Can you rewrite every one of the items below with "Target" changed to "Label" and everything else left as it is, omitting the pictures from your answer?

**Entries provided:**
▼▼▼

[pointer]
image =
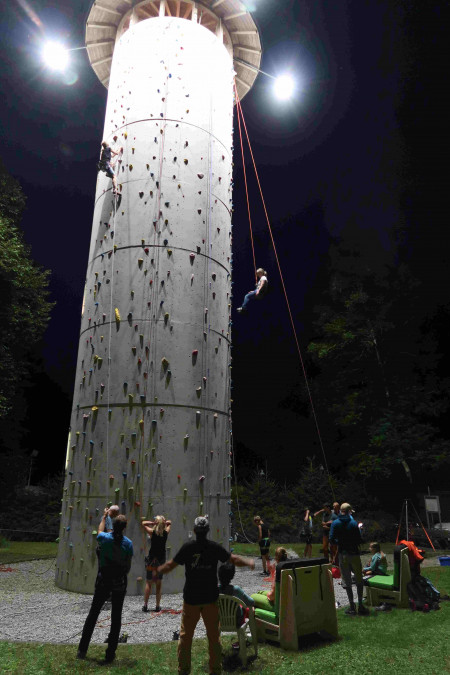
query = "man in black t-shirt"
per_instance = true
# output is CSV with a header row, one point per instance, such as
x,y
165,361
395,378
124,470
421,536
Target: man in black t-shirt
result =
x,y
200,594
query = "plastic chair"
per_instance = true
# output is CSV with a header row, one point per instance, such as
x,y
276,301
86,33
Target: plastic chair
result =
x,y
304,603
228,613
392,588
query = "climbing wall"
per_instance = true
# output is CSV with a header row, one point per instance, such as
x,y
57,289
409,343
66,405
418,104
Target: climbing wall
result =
x,y
150,427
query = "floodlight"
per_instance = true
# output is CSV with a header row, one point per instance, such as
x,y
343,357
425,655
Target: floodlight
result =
x,y
284,87
56,56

▲▲▲

**Solution to this task:**
[pointer]
image =
query = "man in black t-shirt"
per_instance = true
# output is CSV with a header row, one point per instance, such as
x,y
165,361
395,378
124,470
421,536
Label: man in black t-shirt
result =
x,y
200,594
query = "plastic chair"
per_instance = true
# output is CSV with a header row, one point per instance, such as
x,y
276,301
86,33
Label: plastic chair
result =
x,y
304,603
228,613
392,588
query = "climbing wall"
per_instance = true
# output is CSV with a header row, one point per instance, such as
x,y
57,289
409,343
66,405
418,104
Label: climbing wall
result =
x,y
150,427
query = "floodlight"
per_instance = true
# output is CSV with a header row, one point per instance, such as
x,y
343,357
425,655
Label: floodlight
result =
x,y
284,87
56,56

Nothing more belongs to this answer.